== ACTIVITY ==
Without including any pictures, write out all the records word for word.

EXERCISE MATERIAL: Begin

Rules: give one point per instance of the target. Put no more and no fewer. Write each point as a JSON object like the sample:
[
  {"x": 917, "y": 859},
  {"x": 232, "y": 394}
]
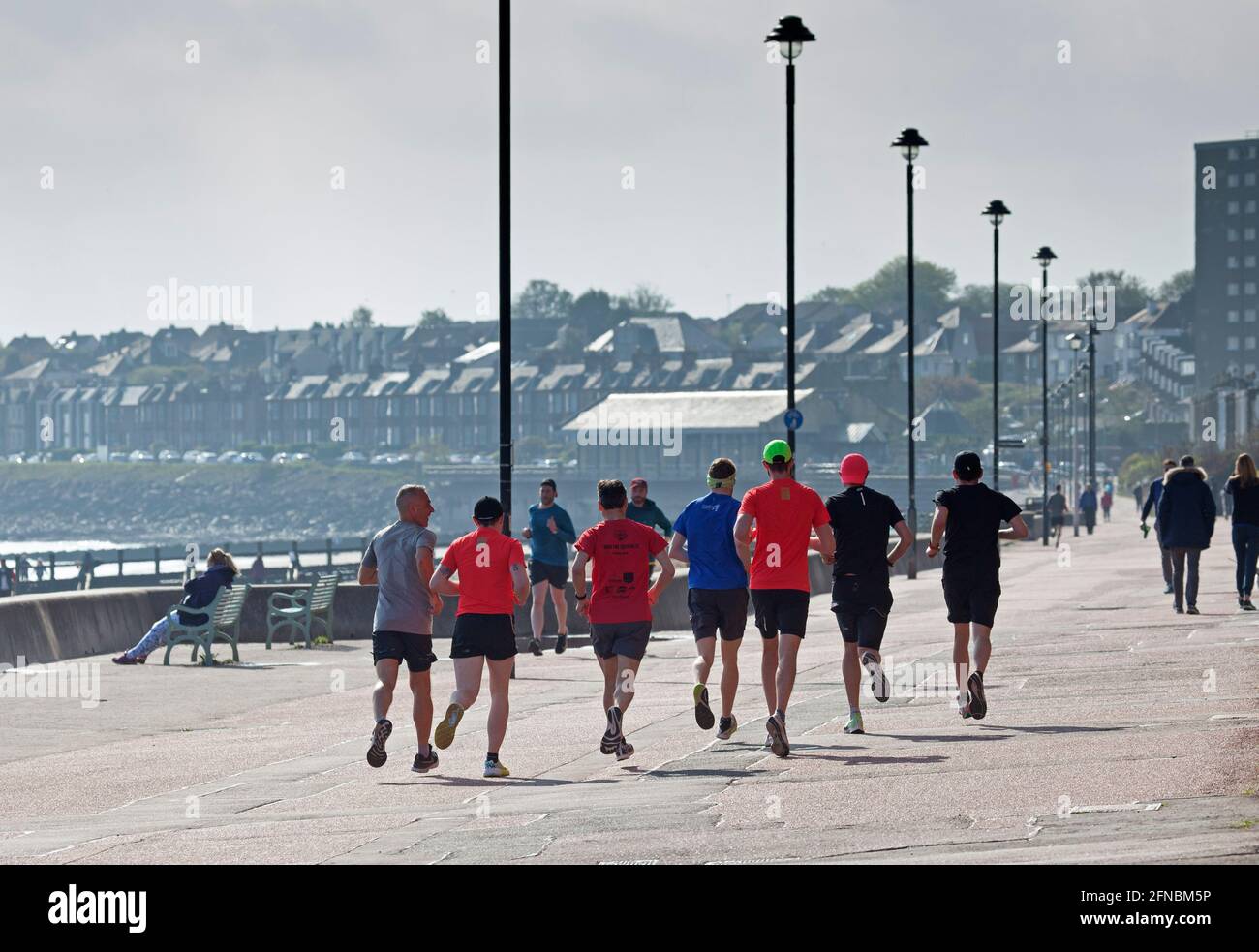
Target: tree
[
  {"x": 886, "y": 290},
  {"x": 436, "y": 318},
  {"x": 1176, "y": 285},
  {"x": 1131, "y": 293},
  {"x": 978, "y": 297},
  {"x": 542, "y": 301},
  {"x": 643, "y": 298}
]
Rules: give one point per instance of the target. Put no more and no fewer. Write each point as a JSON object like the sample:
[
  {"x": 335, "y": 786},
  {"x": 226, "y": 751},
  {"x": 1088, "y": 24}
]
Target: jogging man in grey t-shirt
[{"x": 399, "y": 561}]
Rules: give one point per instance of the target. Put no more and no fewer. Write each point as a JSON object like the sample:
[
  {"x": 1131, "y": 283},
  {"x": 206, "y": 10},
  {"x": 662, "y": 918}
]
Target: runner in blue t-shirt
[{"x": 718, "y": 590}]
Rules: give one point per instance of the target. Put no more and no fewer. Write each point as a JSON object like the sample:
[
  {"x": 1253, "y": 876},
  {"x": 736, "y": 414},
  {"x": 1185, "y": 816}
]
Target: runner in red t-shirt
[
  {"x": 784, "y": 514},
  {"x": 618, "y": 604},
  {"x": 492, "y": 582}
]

EXERCISE MATERIAL: End

== ANSWER TO THE PROBLEM ==
Rules: give one point per instance of the target. Put no more and no fewer. Write each point as a JSON object like the sample:
[
  {"x": 917, "y": 859},
  {"x": 232, "y": 394}
]
Target: tree
[
  {"x": 886, "y": 290},
  {"x": 436, "y": 318},
  {"x": 1176, "y": 285},
  {"x": 1131, "y": 293},
  {"x": 978, "y": 297},
  {"x": 542, "y": 301},
  {"x": 643, "y": 298}
]
Rules: give one point per instance of the target. Put no more and no fewer. Write each point as a JSON object like the sample:
[
  {"x": 335, "y": 786},
  {"x": 226, "y": 751},
  {"x": 1088, "y": 24}
]
Target: jogging man in grey t-shirt
[{"x": 399, "y": 561}]
Rules: give one point per instance of the target. Put no more and no fewer. Write each point as a JSON object like the sample:
[
  {"x": 1131, "y": 283},
  {"x": 206, "y": 10},
  {"x": 662, "y": 918}
]
Target: runner in blue t-shirt
[{"x": 718, "y": 590}]
Rules: give one point per instance of the target. Put no more and no fewer. Write each point as a JSON object like the sample:
[
  {"x": 1253, "y": 876},
  {"x": 736, "y": 414},
  {"x": 1185, "y": 816}
]
Target: runner in red t-shirt
[
  {"x": 784, "y": 514},
  {"x": 618, "y": 604},
  {"x": 492, "y": 582}
]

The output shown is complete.